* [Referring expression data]

※ ※ ※

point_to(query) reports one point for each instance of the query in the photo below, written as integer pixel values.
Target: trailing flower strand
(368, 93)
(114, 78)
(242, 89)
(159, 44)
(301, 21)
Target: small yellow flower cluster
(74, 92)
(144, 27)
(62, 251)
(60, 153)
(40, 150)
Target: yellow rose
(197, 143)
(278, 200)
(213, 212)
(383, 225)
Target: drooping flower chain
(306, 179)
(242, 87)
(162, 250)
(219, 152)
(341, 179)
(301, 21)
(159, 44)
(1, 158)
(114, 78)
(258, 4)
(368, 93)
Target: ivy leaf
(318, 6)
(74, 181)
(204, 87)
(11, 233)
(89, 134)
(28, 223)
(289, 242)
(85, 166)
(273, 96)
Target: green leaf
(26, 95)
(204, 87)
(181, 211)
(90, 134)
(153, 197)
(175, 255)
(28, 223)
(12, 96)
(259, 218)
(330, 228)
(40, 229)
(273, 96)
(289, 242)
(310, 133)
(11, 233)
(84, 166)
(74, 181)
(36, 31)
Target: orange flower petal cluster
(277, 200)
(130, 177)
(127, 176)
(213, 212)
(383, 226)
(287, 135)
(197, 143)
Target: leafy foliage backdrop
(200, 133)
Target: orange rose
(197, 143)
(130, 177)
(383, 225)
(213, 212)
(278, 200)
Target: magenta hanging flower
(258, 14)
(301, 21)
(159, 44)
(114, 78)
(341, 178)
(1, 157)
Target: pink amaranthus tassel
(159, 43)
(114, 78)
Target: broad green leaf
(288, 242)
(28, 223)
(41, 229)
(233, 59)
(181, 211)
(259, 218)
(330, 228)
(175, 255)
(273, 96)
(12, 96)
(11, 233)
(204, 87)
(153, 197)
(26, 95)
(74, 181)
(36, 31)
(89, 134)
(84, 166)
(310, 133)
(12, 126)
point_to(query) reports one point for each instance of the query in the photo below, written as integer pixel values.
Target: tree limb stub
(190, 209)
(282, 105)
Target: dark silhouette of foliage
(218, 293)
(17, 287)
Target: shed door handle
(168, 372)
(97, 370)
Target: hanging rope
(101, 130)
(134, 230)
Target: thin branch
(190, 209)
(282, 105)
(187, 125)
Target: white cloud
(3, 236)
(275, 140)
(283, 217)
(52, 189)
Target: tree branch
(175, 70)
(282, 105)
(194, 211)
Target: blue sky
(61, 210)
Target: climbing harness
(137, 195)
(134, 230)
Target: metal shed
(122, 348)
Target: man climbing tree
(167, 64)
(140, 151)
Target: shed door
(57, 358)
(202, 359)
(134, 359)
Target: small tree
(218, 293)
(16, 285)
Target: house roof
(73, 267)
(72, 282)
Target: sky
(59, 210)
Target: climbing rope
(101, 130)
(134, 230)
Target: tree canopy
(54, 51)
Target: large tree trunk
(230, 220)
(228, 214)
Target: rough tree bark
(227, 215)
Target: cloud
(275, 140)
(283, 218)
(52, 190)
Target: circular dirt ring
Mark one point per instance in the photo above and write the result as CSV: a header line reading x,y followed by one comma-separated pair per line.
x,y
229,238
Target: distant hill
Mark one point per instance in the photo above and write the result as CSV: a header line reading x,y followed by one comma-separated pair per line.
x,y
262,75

※ ※ ※

* [Aim of the task] Repeat all of the records above exactly as they appear.

* [Exercise answer]
point_to(query) reports one point for each instance of the query in the photo below, written as integer pixel values.
Target: trailing flower strand
(368, 93)
(114, 78)
(242, 89)
(159, 44)
(301, 21)
Target: small yellow flower cluster
(74, 92)
(144, 27)
(62, 251)
(60, 153)
(40, 150)
Target: yellow rose
(197, 143)
(278, 200)
(213, 212)
(383, 225)
Target: drooping flower chain
(306, 179)
(242, 87)
(162, 250)
(219, 152)
(341, 179)
(301, 21)
(159, 44)
(1, 158)
(114, 78)
(258, 4)
(368, 93)
Target: ivy leaf
(318, 6)
(74, 181)
(204, 87)
(11, 233)
(89, 134)
(28, 223)
(289, 242)
(85, 166)
(273, 96)
Target: green leaf
(26, 95)
(204, 87)
(181, 211)
(90, 134)
(153, 197)
(175, 255)
(28, 223)
(12, 96)
(259, 218)
(330, 228)
(40, 229)
(273, 96)
(289, 242)
(310, 133)
(11, 233)
(84, 166)
(74, 181)
(36, 31)
Target: orange flower petal cluster
(277, 200)
(130, 177)
(127, 176)
(213, 212)
(383, 226)
(287, 135)
(197, 143)
Target: leafy foliage backdrop
(200, 133)
Target: orange rose
(197, 143)
(130, 177)
(383, 225)
(213, 212)
(278, 200)
Target: magenta hanging flower
(258, 14)
(301, 21)
(159, 44)
(114, 78)
(341, 178)
(1, 157)
Target: pink amaranthus tassel
(159, 43)
(114, 78)
Target: broad green leaf
(288, 242)
(28, 223)
(41, 229)
(233, 59)
(181, 211)
(259, 218)
(330, 228)
(175, 255)
(273, 96)
(12, 96)
(11, 233)
(204, 87)
(153, 197)
(26, 95)
(74, 181)
(36, 31)
(89, 134)
(84, 166)
(310, 133)
(12, 126)
point_to(query) reports one point for each instance of the query in the photo below, written as integer pixel values.
Target: tree limb stub
(190, 209)
(282, 105)
Target: dark silhouette of foliage
(218, 293)
(17, 287)
Target: shed door handle
(168, 372)
(97, 370)
Target: hanging rope
(101, 130)
(134, 230)
Target: thin branch
(190, 209)
(282, 105)
(187, 125)
Target: white cloud
(3, 236)
(275, 140)
(283, 217)
(52, 189)
Target: tree branch
(175, 70)
(282, 105)
(194, 211)
Target: blue sky
(61, 210)
Target: climbing harness
(137, 195)
(134, 230)
Target: metal shed
(122, 348)
Target: man climbing tree
(167, 64)
(140, 151)
Target: shed door
(57, 358)
(202, 359)
(134, 359)
Target: small tree
(218, 293)
(16, 285)
Target: house roof
(73, 267)
(72, 282)
Target: sky
(59, 210)
Target: climbing rope
(101, 130)
(134, 230)
Target: tree canopy
(54, 51)
Target: large tree trunk
(230, 220)
(228, 214)
Target: rough tree bark
(227, 215)
Target: cloud
(275, 140)
(283, 218)
(52, 190)
Target: circular dirt ring
Mark one point per instance in the photo above and write the result as CSV: a header line reading x,y followed by one comma-separated pair per line.
x,y
229,238
Target: distant hill
Mark one point per instance in the photo above and write the result as CSV: a header line reading x,y followed by one comma-separated pair per line.
x,y
262,75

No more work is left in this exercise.